AIM — Put every item below into a two-column CSV with the headers item_text and answer, one row per item. Wrap each field in double quotes and replace any line breaks inside a field with spaces.

BEGIN DATA RECORDS

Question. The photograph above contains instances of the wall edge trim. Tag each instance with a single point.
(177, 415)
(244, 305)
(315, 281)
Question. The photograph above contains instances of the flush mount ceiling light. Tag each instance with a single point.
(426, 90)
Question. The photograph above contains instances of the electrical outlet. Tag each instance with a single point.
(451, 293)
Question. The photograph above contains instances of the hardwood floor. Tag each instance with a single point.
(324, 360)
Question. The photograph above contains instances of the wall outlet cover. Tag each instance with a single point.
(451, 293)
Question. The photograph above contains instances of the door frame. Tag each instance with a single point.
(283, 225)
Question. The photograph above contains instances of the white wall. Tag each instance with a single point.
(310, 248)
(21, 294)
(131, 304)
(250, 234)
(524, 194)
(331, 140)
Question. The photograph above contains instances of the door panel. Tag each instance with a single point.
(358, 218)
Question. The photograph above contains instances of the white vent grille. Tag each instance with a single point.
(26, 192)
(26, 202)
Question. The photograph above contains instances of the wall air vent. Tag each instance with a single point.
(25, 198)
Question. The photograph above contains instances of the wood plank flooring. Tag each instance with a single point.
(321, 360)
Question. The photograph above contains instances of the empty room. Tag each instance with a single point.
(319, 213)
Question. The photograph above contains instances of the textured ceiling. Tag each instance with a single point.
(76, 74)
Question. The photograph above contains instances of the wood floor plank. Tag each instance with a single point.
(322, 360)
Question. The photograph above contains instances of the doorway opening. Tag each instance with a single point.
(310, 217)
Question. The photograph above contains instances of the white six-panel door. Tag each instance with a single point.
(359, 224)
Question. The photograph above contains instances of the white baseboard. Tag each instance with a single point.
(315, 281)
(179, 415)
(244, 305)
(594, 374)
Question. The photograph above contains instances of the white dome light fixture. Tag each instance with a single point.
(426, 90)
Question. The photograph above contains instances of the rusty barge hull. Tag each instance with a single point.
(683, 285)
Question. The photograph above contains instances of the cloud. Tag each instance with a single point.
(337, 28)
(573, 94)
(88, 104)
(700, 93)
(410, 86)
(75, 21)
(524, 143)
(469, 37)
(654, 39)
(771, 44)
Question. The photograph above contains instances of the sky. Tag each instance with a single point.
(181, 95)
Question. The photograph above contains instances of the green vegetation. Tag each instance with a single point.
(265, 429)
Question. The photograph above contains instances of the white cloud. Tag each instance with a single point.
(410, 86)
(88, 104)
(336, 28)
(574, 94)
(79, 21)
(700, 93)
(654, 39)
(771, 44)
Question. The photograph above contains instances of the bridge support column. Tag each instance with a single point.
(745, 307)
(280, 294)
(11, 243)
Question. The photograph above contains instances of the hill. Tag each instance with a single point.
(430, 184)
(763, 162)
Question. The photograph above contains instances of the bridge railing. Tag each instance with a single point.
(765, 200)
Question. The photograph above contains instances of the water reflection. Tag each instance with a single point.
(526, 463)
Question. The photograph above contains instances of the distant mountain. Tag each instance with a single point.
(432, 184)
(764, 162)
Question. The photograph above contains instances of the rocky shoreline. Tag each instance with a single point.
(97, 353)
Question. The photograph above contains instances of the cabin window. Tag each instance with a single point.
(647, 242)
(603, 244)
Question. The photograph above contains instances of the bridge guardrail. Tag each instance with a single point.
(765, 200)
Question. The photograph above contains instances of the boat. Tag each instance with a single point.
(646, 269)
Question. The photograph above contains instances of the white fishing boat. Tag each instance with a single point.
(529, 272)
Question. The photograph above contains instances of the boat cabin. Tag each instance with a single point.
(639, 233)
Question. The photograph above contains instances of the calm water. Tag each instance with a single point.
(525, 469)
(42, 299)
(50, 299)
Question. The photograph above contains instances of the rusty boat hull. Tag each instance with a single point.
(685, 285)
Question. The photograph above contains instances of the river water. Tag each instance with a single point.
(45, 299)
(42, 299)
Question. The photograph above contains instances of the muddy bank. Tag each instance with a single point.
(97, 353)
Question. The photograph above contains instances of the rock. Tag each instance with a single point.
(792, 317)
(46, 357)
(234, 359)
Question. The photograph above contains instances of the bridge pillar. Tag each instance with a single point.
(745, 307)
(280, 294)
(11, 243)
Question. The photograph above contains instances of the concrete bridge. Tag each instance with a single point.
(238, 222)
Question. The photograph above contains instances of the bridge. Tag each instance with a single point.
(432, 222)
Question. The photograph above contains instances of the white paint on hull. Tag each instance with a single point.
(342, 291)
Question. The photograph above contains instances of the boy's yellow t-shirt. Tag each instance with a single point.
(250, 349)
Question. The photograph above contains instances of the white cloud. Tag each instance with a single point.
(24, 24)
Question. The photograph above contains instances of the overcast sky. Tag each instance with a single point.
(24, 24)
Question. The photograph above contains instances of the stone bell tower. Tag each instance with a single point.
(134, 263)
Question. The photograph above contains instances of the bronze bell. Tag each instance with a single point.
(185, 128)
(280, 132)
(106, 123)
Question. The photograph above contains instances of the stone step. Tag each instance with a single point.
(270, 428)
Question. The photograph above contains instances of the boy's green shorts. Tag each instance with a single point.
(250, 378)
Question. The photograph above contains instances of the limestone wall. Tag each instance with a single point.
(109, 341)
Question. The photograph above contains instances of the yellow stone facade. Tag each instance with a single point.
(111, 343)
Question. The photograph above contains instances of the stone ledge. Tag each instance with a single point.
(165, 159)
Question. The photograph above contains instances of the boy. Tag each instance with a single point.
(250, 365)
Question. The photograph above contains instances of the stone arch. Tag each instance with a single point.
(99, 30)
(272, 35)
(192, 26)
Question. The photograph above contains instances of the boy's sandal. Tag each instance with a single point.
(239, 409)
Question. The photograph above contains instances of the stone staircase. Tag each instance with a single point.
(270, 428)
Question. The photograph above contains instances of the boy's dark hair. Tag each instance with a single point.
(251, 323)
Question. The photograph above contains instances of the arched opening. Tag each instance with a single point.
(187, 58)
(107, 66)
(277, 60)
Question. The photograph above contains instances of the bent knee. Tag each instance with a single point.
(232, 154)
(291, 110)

END DATA RECORDS

REPLY TO THE TASK —
item_text,answer
"Question. The photograph above contains instances of the wall edge trim. Tag each instance with a single point.","(177, 415) (244, 305) (315, 281)"
"Question. The photograph above contains instances of the flush mount ceiling light. Tag each instance with a single point.","(426, 90)"
"Question. The photograph above contains instances of the electrical outlet. Tag each instance with a single point.","(451, 293)"
"Question. The photograph above contains instances of the hardwood floor. Tag each instance with a single point.","(324, 360)"
"Question. The photograph above contains instances of the wall outlet cover. Tag each instance with a single point.","(451, 293)"
"Question. The photograph above contains instances of the door frame. Tag each instance with a single point.","(283, 225)"
"Question. The photograph above contains instances of the white wall. Tag each instance with a single point.","(310, 248) (21, 294) (131, 304) (250, 234) (524, 194) (331, 140)"
"Question. The photograph above contains instances of the door panel. Tag each instance with a single point.","(358, 218)"
"Question. The photograph above contains instances of the white vent grille. Tag each instance with a single point.","(26, 192) (26, 202)"
"Question. The photograph above contains instances of the wall air vent. Tag each instance with a single point.","(25, 198)"
"Question. The photograph above contains instances of the wood plank flooring. Tag each instance with a single point.","(321, 360)"
"Question. The photograph above contains instances of the empty room. Tag each instance with a single point.","(319, 213)"
"Question. The photograph above contains instances of the textured ceiling. Tag each instance with a single point.","(76, 74)"
"Question. The photograph above contains instances of the wood floor plank. Tag each instance with a single point.","(322, 360)"
"Question. The photograph above contains instances of the doorway opening. Tag each instance with a single point.","(310, 217)"
"Question. The photograph above contains instances of the white six-panel door. Tag each instance with a single point.","(359, 224)"
"Question. The photograph above contains instances of the white baseboard. Tag each instance with a single point.","(315, 281) (179, 415) (244, 305) (594, 374)"
"Question. The photograph above contains instances of the white dome light fixture. Tag each instance with a single point.","(426, 90)"
"Question. The photograph above contains instances of the rusty barge hull. Tag each instance with a single point.","(683, 285)"
"Question. The photograph above contains instances of the cloud. Tag each instance with a single point.","(337, 28) (573, 94) (88, 104) (700, 93) (410, 86) (75, 21) (524, 143) (469, 37) (654, 39) (771, 44)"
"Question. The photograph above contains instances of the sky. Tag each instance with a single point.","(181, 95)"
"Question. The photograph above contains instances of the green vegetation. Tag each instance with a single point.","(265, 429)"
"Question. The photograph above contains instances of the white cloud. Tag each instance with a single point.","(410, 86) (88, 104) (336, 28) (574, 94) (79, 21) (700, 93) (654, 39) (771, 44)"
"Question. The photograph above contains instances of the bridge support column. Tag each instance with a single point.","(745, 307) (280, 294) (11, 243)"
"Question. The photograph above contains instances of the hill. Tag each instance with a single point.","(430, 184) (763, 162)"
"Question. The photograph above contains instances of the bridge railing. Tag each instance with a single point.","(765, 200)"
"Question. The photograph above contains instances of the water reflection. Tag each instance with a single point.","(526, 463)"
"Question. The photograph above contains instances of the distant mountain. Tag each instance with a single point.","(432, 184) (764, 162)"
"Question. The photograph above contains instances of the rocky shoreline. Tag each instance with a single point.","(97, 353)"
"Question. The photograph above contains instances of the cabin window. Tag each instance with a single point.","(647, 242) (603, 244)"
"Question. The photograph above contains instances of the bridge guardrail. Tag each instance with a single point.","(765, 200)"
"Question. The photograph above contains instances of the boat. Tag each instance with a single point.","(646, 269)"
"Question. The photograph above contains instances of the white fishing boat. Tag each instance with a single point.","(529, 272)"
"Question. The photograph above contains instances of the boat cabin. Tag each instance with a single point.","(639, 233)"
"Question. The photograph above contains instances of the calm water. Tag each instance with a single point.","(525, 469) (42, 299) (50, 299)"
"Question. The photograph above contains instances of the rusty boat hull. Tag each instance with a single point.","(685, 285)"
"Question. The photograph above contains instances of the river water. Tag each instance with a single point.","(45, 299) (42, 299)"
"Question. The photograph above contains instances of the muddy bank. Tag each instance with a single point.","(97, 353)"
"Question. The photograph above contains instances of the rock. Tag each instance with a single point.","(792, 317) (46, 357) (234, 359)"
"Question. The photograph above contains instances of the bridge pillar. Tag each instance with a single point.","(745, 307) (280, 294) (11, 243)"
"Question. The photograph above contains instances of the concrete bridge. Tag each instance with a single point.","(238, 222)"
"Question. The photograph above contains instances of the bridge. Tag each instance with a single point.","(432, 222)"
"Question. The photograph above contains instances of the white paint on hull. Tag each instance with a single point.","(342, 291)"
"Question. The photograph above contains instances of the boy's yellow t-shirt. Tag each instance with a single point.","(250, 349)"
"Question. The photograph above contains instances of the white cloud. Tag each instance with a single point.","(24, 24)"
"Question. The photograph above contains instances of the overcast sky. Tag each instance with a single point.","(24, 24)"
"Question. The photograph above contains instances of the stone bell tower. Tag each instance with a single point.","(134, 263)"
"Question. The photograph above contains instances of the bronze bell. Tag each instance with a single point.","(185, 128) (280, 132) (106, 123)"
"Question. The photograph above contains instances of the stone step. Tag each instance with a single point.","(270, 428)"
"Question. The photograph above contains instances of the boy's green shorts. Tag each instance with a single point.","(250, 378)"
"Question. The photograph above contains instances of the limestone wall. Tag each instance with a single point.","(109, 341)"
"Question. The photograph above contains instances of the yellow stone facade. Tag each instance with a single point.","(111, 343)"
"Question. The photograph above contains instances of the stone ledge. Tag each instance with a single point.","(165, 159)"
"Question. The photograph above contains instances of the boy. Tag each instance with a single point.","(250, 365)"
"Question. The photograph above contains instances of the stone arch. Tag each instance with a single point.","(99, 30) (272, 35) (192, 26)"
"Question. The photograph above contains instances of the boy's sandal. Tag each instance with a single point.","(239, 409)"
"Question. The photograph above contains instances of the stone staircase. Tag each instance with a single point.","(270, 428)"
"Question. The photograph above contains instances of the boy's dark hair. Tag each instance with a single point.","(251, 323)"
"Question. The photograph above contains instances of the arched opening. Tag each instance with a single point.","(187, 58) (107, 66) (277, 60)"
"Question. The photograph above contains instances of the bent knee. Tag each instance with a single point.","(232, 154) (291, 110)"